____ Data supplied
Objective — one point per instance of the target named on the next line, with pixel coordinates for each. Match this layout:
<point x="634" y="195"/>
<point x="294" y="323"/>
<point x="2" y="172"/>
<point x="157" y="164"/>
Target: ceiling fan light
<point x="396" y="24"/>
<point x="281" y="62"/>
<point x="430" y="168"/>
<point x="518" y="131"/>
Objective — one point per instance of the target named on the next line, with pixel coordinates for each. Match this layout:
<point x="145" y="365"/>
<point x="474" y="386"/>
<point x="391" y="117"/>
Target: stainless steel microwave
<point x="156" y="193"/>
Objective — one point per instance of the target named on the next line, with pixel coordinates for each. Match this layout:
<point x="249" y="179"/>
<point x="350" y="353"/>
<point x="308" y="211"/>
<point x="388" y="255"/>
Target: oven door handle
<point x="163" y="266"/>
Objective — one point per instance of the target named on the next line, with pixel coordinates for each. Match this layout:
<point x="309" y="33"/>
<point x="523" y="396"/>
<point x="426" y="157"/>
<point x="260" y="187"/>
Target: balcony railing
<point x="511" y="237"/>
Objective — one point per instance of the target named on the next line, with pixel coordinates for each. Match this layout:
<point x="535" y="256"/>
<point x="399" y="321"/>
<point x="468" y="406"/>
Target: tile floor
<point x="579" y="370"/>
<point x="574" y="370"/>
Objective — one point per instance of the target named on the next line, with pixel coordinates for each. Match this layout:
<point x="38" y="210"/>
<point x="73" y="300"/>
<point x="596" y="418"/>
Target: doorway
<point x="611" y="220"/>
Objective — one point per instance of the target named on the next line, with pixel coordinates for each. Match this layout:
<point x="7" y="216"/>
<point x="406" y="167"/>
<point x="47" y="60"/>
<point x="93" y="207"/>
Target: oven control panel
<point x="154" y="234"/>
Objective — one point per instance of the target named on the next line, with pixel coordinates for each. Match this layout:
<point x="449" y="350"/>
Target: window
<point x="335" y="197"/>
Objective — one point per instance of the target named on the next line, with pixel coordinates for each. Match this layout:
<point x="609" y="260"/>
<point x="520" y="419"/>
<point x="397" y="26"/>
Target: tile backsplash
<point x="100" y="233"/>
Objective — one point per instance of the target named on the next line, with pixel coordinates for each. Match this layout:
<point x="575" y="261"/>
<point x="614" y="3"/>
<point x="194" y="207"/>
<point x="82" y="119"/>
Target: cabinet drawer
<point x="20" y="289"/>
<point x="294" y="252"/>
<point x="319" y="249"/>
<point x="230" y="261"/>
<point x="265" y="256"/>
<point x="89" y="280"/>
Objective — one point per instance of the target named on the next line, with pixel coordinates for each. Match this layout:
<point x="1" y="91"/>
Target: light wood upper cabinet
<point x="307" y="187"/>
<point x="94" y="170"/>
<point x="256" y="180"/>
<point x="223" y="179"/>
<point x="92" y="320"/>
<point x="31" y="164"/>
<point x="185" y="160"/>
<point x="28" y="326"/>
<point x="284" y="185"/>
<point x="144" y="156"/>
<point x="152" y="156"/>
________
Task statement
Repeat the lines above with every word intact.

Answer section
Objective — one point per instance of the target named on the next line, with pixel coordinates for each. Match this layout:
<point x="634" y="195"/>
<point x="294" y="323"/>
<point x="2" y="172"/>
<point x="157" y="164"/>
Target: ceiling fan light
<point x="396" y="24"/>
<point x="281" y="62"/>
<point x="430" y="168"/>
<point x="518" y="131"/>
Objective — one point per instance of the target named on the next line, with pixel coordinates for each. Match this layout:
<point x="145" y="365"/>
<point x="474" y="386"/>
<point x="391" y="117"/>
Target: stainless steel microwave
<point x="156" y="193"/>
Objective — one point per instance of the target named on the next line, with pixel coordinates for each. Match this layout:
<point x="249" y="179"/>
<point x="350" y="353"/>
<point x="308" y="211"/>
<point x="388" y="255"/>
Target: oven door handle
<point x="163" y="266"/>
Objective — one point per instance of the target named on the next line, with pixel coordinates for each. Match this layout:
<point x="309" y="33"/>
<point x="523" y="396"/>
<point x="426" y="157"/>
<point x="260" y="187"/>
Target: balcony railing
<point x="511" y="237"/>
Objective — one point per instance of the target named on the next line, with pixel coordinates for each. Match this layout:
<point x="535" y="256"/>
<point x="399" y="321"/>
<point x="468" y="406"/>
Target: tile floor
<point x="579" y="370"/>
<point x="574" y="370"/>
Objective — one point per instance of the target named on the next line, with pixel coordinates for each. Match this layout:
<point x="38" y="210"/>
<point x="73" y="300"/>
<point x="596" y="418"/>
Target: doorway
<point x="611" y="220"/>
Objective — one point per instance of the target named on the next line, with pixel coordinates for each. Match this layout:
<point x="7" y="216"/>
<point x="406" y="167"/>
<point x="47" y="60"/>
<point x="93" y="207"/>
Target: oven control panel
<point x="154" y="234"/>
Objective — one point per instance of the target named on the next line, with pixel coordinates for each. Match this layout:
<point x="449" y="350"/>
Target: window
<point x="335" y="197"/>
Objective — one point per instance of the target named on the next line, with pixel coordinates for each. Match this layout:
<point x="609" y="260"/>
<point x="520" y="419"/>
<point x="397" y="26"/>
Target: tile backsplash
<point x="100" y="233"/>
Objective — one point per instance of the target named on the next line, with pixel coordinates for each. Match this layout:
<point x="575" y="261"/>
<point x="614" y="3"/>
<point x="194" y="207"/>
<point x="82" y="119"/>
Target: cabinet drawer
<point x="20" y="289"/>
<point x="294" y="252"/>
<point x="319" y="249"/>
<point x="230" y="261"/>
<point x="265" y="256"/>
<point x="89" y="280"/>
Objective — one point per instance of the target named on the next line, with pixel coordinates for each. Match this layout:
<point x="1" y="91"/>
Target: light wood upper cabinet
<point x="307" y="187"/>
<point x="94" y="170"/>
<point x="256" y="180"/>
<point x="223" y="179"/>
<point x="92" y="320"/>
<point x="31" y="164"/>
<point x="185" y="160"/>
<point x="28" y="326"/>
<point x="284" y="185"/>
<point x="144" y="156"/>
<point x="152" y="156"/>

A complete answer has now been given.